→ **Problem description**
Convert each of the records below into a row of a Markdown table with two columns, Row and Line. Put the row number under Row and the line under Line, and leave out blank lines.

→ **Task input**

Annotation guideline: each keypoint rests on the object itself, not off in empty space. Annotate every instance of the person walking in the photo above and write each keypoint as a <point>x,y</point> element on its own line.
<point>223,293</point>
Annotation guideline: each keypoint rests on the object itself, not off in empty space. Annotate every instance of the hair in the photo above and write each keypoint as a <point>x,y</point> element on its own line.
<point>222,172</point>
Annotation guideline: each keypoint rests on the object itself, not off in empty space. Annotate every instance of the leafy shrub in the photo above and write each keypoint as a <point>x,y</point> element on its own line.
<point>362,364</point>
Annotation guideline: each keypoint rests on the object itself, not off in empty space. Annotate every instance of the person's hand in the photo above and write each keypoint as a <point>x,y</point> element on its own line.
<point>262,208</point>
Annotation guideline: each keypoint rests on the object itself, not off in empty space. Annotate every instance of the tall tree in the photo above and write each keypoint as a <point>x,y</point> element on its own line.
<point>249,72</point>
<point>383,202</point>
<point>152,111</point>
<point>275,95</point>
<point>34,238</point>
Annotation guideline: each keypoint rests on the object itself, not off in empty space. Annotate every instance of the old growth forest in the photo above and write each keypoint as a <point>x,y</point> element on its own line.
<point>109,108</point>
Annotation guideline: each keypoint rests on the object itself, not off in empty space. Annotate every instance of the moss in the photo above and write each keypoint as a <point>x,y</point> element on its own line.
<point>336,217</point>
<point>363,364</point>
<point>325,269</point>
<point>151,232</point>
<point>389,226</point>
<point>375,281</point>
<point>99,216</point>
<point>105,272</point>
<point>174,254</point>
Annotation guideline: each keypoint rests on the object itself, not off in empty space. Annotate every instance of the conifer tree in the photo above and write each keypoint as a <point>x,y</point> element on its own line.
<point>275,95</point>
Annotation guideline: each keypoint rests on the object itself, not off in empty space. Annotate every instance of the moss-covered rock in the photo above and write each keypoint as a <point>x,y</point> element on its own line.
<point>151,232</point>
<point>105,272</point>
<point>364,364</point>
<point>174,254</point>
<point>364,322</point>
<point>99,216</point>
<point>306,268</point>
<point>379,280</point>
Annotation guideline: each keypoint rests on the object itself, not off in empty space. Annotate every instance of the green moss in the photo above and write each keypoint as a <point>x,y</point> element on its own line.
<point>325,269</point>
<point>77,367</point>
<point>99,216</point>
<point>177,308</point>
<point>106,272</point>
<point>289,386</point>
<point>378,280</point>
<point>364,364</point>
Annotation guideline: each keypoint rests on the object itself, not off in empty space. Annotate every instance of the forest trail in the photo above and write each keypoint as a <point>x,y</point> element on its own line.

→ **Correct answer**
| Row | Line |
|---|---|
| 1 | Annotation guideline: each keypoint rests on the object itself, not off in empty space. Annotate every instance of the person walking in the photo above and write each keypoint as a <point>x,y</point> element on its own line. |
| 2 | <point>223,293</point> |
| 3 | Annotation guideline: each keypoint rests on the object itself, not off in empty space. Annotate every instance of the hair in the photo above and write each keypoint as a <point>x,y</point> element on its own line. |
| 4 | <point>222,172</point> |
| 5 | Annotation guideline: each keypoint rests on the object itself, not off in empty space. Annotate every instance of the leafy shrub in the photo above and write each keypoint as a <point>x,y</point> element on its own line. |
| 6 | <point>362,364</point> |
| 7 | Annotation guideline: each keypoint rests on the object itself, not off in empty space. Annotate every instance of the person's hand in the photo above and write each keypoint as a <point>x,y</point> element on its own line. |
| 8 | <point>262,208</point> |
| 9 | Annotation guideline: each keypoint rests on the object itself, not off in empty space. Annotate every instance of the tall tree in the photo above and write each keypoint as a <point>x,y</point> element on its own line. |
| 10 | <point>249,72</point> |
| 11 | <point>383,202</point> |
| 12 | <point>152,111</point> |
| 13 | <point>275,95</point> |
| 14 | <point>34,238</point> |
| 15 | Annotation guideline: each keypoint rests on the object itself, not off in empty space. Annotate every instance of the old growth forest in the photo above and write each keypoint as a <point>x,y</point> element on its own line. |
| 16 | <point>109,108</point> |
| 17 | Annotation guideline: each keypoint rests on the object itself, not off in empty space. Annotate every instance of the moss in the photo above and write each keypoint as a <point>x,y</point> element on its own line. |
| 18 | <point>336,217</point> |
| 19 | <point>363,364</point> |
| 20 | <point>325,269</point> |
| 21 | <point>151,232</point> |
| 22 | <point>389,226</point> |
| 23 | <point>375,281</point> |
| 24 | <point>99,216</point> |
| 25 | <point>105,272</point> |
| 26 | <point>174,254</point> |
| 27 | Annotation guideline: each keypoint rests on the object itself, not off in empty space. Annotate every instance of the conifer tree in the photo above and write each keypoint as a <point>x,y</point> element on its own line. |
| 28 | <point>275,95</point> |
| 29 | Annotation guideline: each keypoint rests on the object itself, not off in empty space. Annotate every instance of the moss-covered rock in the photo above and write each keypoint as a <point>x,y</point> element on its own line. |
| 30 | <point>151,232</point> |
| 31 | <point>105,272</point> |
| 32 | <point>364,364</point> |
| 33 | <point>174,254</point> |
| 34 | <point>364,322</point> |
| 35 | <point>99,216</point> |
| 36 | <point>306,268</point> |
| 37 | <point>379,280</point> |
| 38 | Annotation guideline: each keypoint rests on the object itself, not off in empty space. Annotate every instance of the green moss in the photo above and write each keypoint as a <point>x,y</point> element on its own line. |
| 39 | <point>325,269</point> |
| 40 | <point>77,367</point> |
| 41 | <point>99,216</point> |
| 42 | <point>177,308</point> |
| 43 | <point>106,272</point> |
| 44 | <point>289,386</point> |
| 45 | <point>378,280</point> |
| 46 | <point>364,364</point> |
| 47 | Annotation guideline: each keypoint rests on the object itself, not off in empty space. Annotate every instance of the forest trail in the photo above and write each keypoint as a <point>x,y</point> element on its own line. |